## WHAT YOU SHOULD DO
Go through the data below and copy each line where the word "this" occurs.

## RECORDS SUPPLIED
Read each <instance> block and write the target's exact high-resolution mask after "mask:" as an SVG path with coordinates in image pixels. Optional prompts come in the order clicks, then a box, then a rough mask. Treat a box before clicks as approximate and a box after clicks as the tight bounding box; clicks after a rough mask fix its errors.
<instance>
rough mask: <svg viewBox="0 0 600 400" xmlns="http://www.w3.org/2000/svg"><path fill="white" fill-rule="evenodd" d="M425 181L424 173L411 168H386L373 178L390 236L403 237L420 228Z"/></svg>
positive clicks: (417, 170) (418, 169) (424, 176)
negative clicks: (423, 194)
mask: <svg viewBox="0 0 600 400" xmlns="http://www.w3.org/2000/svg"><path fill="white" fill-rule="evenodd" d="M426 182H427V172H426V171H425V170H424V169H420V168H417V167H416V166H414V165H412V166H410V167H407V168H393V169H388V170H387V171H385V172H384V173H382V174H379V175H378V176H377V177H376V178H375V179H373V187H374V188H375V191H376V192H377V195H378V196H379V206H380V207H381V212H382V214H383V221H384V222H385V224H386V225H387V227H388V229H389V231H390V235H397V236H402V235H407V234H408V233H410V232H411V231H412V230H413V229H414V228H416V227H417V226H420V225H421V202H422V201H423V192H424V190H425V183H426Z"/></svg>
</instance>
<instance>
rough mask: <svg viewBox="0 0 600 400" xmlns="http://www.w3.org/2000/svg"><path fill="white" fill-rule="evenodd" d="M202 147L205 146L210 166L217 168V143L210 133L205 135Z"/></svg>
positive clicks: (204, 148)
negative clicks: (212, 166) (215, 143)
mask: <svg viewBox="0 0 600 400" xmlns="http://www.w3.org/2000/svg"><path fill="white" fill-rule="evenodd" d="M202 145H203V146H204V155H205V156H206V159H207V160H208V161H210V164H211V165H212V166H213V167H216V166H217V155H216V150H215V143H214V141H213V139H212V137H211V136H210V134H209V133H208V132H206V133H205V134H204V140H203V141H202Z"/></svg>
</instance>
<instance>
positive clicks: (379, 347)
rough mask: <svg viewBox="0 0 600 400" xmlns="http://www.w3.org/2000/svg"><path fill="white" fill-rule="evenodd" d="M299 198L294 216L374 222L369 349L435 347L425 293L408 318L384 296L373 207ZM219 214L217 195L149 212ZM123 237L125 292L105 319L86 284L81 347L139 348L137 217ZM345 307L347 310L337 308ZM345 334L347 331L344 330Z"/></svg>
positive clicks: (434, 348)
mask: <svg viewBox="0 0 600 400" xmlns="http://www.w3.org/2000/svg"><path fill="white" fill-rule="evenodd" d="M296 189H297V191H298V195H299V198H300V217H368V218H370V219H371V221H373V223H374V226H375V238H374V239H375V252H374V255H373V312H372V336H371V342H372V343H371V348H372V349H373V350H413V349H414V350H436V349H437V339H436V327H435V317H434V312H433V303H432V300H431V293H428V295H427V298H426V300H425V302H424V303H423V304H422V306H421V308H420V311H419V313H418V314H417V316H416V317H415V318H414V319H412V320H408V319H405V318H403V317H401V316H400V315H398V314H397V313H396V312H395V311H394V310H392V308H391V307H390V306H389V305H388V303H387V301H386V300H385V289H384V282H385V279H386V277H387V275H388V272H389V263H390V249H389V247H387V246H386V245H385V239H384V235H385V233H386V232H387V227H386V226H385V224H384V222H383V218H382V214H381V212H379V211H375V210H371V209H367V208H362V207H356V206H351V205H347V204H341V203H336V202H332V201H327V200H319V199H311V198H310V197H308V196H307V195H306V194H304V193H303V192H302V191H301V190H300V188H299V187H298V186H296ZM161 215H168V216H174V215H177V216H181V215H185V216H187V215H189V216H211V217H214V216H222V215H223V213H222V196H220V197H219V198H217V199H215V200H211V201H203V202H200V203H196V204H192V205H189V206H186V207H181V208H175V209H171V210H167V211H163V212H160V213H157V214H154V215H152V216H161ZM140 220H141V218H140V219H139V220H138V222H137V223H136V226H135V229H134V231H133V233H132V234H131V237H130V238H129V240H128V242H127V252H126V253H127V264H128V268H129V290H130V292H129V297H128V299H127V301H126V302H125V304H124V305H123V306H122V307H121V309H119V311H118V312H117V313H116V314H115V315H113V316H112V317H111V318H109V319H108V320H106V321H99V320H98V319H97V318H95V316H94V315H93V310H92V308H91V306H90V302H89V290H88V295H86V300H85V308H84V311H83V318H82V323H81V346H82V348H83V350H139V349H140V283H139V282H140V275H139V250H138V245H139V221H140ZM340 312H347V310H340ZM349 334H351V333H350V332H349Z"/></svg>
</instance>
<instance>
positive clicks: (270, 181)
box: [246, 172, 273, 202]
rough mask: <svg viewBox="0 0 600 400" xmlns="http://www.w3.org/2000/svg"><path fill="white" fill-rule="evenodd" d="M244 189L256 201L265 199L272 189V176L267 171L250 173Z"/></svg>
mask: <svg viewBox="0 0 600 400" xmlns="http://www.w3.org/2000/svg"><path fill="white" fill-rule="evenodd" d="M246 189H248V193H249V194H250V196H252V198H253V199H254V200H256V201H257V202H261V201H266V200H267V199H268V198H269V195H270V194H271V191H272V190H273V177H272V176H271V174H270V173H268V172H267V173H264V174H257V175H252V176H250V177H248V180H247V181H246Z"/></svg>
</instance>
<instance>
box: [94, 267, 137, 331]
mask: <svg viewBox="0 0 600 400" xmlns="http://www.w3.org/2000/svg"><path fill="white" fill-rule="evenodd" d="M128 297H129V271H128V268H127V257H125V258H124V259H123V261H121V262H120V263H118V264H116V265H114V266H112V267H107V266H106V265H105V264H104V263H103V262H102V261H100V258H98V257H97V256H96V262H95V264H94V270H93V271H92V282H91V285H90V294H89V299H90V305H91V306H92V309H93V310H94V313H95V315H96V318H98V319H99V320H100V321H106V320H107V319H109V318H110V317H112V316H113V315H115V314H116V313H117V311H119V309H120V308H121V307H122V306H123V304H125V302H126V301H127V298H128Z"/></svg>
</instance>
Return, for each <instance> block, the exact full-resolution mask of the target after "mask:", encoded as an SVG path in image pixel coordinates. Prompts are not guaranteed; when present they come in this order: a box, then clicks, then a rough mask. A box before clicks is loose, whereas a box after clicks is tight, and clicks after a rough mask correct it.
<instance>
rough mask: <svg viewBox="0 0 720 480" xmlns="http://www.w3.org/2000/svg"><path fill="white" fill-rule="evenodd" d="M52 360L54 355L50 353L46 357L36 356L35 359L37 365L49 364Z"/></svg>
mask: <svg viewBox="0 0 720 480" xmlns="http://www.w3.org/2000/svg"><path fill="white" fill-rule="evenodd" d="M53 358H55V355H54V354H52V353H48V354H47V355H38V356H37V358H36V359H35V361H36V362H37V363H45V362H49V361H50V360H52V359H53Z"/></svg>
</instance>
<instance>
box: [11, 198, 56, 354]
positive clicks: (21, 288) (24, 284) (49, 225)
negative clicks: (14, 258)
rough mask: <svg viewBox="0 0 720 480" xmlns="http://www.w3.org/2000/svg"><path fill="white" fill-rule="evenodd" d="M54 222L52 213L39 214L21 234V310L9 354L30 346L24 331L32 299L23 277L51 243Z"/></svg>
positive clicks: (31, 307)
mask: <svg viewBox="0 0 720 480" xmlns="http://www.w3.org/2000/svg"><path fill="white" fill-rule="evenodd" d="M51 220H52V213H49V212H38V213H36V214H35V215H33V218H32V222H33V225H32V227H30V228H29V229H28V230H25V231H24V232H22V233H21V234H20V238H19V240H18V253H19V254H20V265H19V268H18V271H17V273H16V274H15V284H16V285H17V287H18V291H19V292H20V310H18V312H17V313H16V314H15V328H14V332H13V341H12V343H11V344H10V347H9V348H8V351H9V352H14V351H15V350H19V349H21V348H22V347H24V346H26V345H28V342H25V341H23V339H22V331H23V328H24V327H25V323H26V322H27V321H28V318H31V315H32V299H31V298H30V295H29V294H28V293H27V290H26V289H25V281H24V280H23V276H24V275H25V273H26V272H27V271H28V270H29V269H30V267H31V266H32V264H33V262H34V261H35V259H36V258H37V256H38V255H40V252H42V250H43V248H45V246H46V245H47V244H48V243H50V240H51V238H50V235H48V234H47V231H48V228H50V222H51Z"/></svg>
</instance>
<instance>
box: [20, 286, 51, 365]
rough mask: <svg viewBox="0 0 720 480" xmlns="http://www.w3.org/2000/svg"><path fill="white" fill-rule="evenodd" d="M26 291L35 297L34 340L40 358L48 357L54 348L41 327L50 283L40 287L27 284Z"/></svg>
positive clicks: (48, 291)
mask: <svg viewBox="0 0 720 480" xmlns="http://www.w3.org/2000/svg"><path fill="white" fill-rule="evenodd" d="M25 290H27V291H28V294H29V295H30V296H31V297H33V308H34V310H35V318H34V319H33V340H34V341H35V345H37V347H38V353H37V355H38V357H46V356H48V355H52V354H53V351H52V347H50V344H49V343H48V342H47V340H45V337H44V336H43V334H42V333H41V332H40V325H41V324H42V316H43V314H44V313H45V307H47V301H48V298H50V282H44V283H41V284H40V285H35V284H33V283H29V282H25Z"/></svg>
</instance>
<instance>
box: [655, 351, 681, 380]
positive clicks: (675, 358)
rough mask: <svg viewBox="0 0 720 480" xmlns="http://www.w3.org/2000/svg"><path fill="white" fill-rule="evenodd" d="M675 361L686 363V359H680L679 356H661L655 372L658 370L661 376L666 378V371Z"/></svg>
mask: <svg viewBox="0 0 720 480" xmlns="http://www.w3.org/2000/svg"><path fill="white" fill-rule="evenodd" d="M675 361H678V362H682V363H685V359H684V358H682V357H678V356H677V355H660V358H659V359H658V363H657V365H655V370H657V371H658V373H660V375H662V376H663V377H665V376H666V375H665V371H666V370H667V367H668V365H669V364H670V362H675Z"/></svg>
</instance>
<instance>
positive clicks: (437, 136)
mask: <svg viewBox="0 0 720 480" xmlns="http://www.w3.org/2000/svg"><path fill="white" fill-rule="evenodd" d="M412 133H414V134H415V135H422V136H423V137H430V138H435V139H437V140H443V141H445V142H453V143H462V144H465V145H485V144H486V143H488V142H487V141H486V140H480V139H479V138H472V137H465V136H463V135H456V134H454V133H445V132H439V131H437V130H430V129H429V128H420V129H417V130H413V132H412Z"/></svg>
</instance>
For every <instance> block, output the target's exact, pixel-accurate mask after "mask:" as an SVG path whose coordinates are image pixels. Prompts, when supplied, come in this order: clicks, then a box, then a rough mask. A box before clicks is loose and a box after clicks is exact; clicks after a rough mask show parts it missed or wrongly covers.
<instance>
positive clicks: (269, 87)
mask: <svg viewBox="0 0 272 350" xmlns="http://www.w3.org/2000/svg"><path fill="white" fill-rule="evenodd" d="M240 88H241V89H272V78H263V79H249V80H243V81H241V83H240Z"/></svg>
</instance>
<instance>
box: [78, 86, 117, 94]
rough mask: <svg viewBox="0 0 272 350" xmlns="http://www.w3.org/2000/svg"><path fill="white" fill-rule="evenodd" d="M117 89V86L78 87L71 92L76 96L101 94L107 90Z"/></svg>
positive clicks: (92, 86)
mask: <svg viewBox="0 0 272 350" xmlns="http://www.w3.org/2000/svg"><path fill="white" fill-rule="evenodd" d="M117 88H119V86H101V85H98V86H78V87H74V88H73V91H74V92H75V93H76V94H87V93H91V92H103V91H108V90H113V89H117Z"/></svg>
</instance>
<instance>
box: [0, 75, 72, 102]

## ANSWER TO THE PROBLEM
Return, for each <instance> block, the exact full-resolution mask of the target after "mask:", encoded as an SVG path in image pixel coordinates. Prompts are not guaranteed; when present they come in this order: a box, then clicks, then a rough mask. A box before clicks is loose, whereas a box after clicks is tight, and clicks after a rough mask correct it.
For every <instance> block, output the target's exact, pixel-accurate mask after "mask:" as an SVG path whose coordinates are image pixels. Prompts, when supplied, come in this order: clicks, then a box, then a rough mask. A box before clicks is loose and a box after clicks is exact; clicks after a rough mask show parts it missed or wrongly covers.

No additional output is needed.